### What is required
Give back all of the records underneath exactly, with no omissions.
_ _ _ _ _
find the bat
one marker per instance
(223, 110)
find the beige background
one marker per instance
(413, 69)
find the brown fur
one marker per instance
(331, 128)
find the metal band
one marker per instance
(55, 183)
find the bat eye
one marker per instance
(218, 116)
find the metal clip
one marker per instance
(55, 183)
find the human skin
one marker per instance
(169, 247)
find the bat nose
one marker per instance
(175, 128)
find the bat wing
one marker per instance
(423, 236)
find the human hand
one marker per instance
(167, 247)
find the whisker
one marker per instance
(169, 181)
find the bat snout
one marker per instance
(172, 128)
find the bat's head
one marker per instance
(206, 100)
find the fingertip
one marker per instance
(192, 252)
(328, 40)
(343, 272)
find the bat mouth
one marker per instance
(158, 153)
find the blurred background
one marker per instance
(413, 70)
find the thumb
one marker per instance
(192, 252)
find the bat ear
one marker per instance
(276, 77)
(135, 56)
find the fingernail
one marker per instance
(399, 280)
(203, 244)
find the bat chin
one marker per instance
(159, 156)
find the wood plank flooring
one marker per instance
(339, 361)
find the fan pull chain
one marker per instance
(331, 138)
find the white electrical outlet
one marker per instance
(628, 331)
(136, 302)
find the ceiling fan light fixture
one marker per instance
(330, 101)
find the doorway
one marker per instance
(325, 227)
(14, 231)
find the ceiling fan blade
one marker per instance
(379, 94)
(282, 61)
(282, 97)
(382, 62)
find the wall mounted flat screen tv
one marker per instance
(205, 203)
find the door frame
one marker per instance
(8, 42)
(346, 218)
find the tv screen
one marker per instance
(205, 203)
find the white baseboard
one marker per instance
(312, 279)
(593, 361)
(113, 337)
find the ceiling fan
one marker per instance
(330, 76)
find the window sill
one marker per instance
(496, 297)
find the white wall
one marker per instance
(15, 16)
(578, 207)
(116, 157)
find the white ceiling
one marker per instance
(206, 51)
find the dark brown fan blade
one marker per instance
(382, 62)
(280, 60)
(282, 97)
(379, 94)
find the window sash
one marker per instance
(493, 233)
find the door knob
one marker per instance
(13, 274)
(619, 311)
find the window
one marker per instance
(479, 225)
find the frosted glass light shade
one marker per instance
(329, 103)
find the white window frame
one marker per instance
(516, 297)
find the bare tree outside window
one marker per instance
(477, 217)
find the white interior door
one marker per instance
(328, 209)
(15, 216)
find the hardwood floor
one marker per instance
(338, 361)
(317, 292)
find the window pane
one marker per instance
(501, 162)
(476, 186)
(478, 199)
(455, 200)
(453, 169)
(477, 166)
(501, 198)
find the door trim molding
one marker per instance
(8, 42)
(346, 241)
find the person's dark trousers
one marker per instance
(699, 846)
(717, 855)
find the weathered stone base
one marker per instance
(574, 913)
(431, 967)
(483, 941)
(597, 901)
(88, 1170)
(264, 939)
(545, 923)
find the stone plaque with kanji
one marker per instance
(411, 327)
_ _ _ _ _
### Problem solution
find the bat
one marker per instance
(223, 110)
find the beige background
one marker per instance
(413, 69)
find the brown fur
one marker per instance
(331, 128)
find the metal band
one marker per instance
(55, 183)
find the bat eye
one marker per instance
(218, 116)
find the metal clip
one marker per instance
(55, 183)
find the human skin
one marker per instance
(169, 247)
find the bat nose
one marker per instance
(175, 128)
find the bat wing
one marker per instance
(423, 236)
find the human hand
one marker per instance
(167, 247)
find the whisker
one marker per instance
(169, 181)
find the bat snout
one marker per instance
(172, 128)
find the bat's head
one marker per instance
(206, 100)
find the fingertip
one marker per instance
(192, 252)
(328, 40)
(343, 272)
find the bat mouth
one marker per instance
(158, 153)
find the blurred background
one marker per instance
(413, 70)
find the thumb
one marker per instance
(192, 252)
find the bat ear
one marker per instance
(276, 77)
(135, 56)
find the fingernail
one marker per instance
(399, 280)
(203, 244)
find the bat chin
one marker per instance
(159, 156)
find the wood plank flooring
one marker per instance
(339, 361)
find the fan pull chain
one marker per instance
(331, 138)
find the white electrical outlet
one marker per instance
(628, 331)
(136, 302)
find the ceiling fan light fixture
one marker per instance
(330, 101)
find the doorway
one marker per instance
(325, 227)
(14, 231)
find the ceiling fan blade
one marker per instance
(379, 94)
(282, 61)
(282, 97)
(382, 62)
find the wall mounted flat screen tv
one marker per instance
(205, 203)
find the door frame
one marker per instance
(8, 42)
(346, 218)
find the tv screen
one marker per instance
(205, 203)
find the white baseboard
one marker per instance
(312, 279)
(593, 361)
(113, 337)
find the ceiling fan
one marker per instance
(330, 76)
find the window sill
one marker per instance
(496, 297)
find the white wall
one marker per instance
(15, 16)
(578, 207)
(116, 157)
find the white ceiling
one marker per instance
(206, 51)
find the dark brown fan blade
one marker per instance
(382, 62)
(280, 60)
(282, 97)
(379, 94)
find the window sash
one marker per instance
(493, 233)
find the door knob
one marker per instance
(13, 274)
(619, 311)
find the window
one marker per instance
(479, 225)
find the frosted glass light shade
one marker per instance
(329, 103)
find the white window frame
one marker per instance
(516, 297)
find the bare tree outside window
one marker per instance
(477, 217)
find the white interior door
one marker per instance
(328, 209)
(15, 216)
find the hardwood floor
one marker per instance
(338, 361)
(317, 292)
find the window pane
one marker per instance
(501, 162)
(476, 186)
(478, 199)
(455, 200)
(453, 169)
(477, 166)
(501, 198)
find the door trim molding
one marker per instance
(8, 42)
(346, 241)
find the person's dark trousers
one marker per instance
(699, 846)
(717, 855)
find the weathered stone base
one marker per instance
(574, 913)
(431, 967)
(483, 941)
(597, 901)
(88, 1170)
(264, 939)
(545, 923)
find the stone plaque with kanji
one marker per instance
(411, 327)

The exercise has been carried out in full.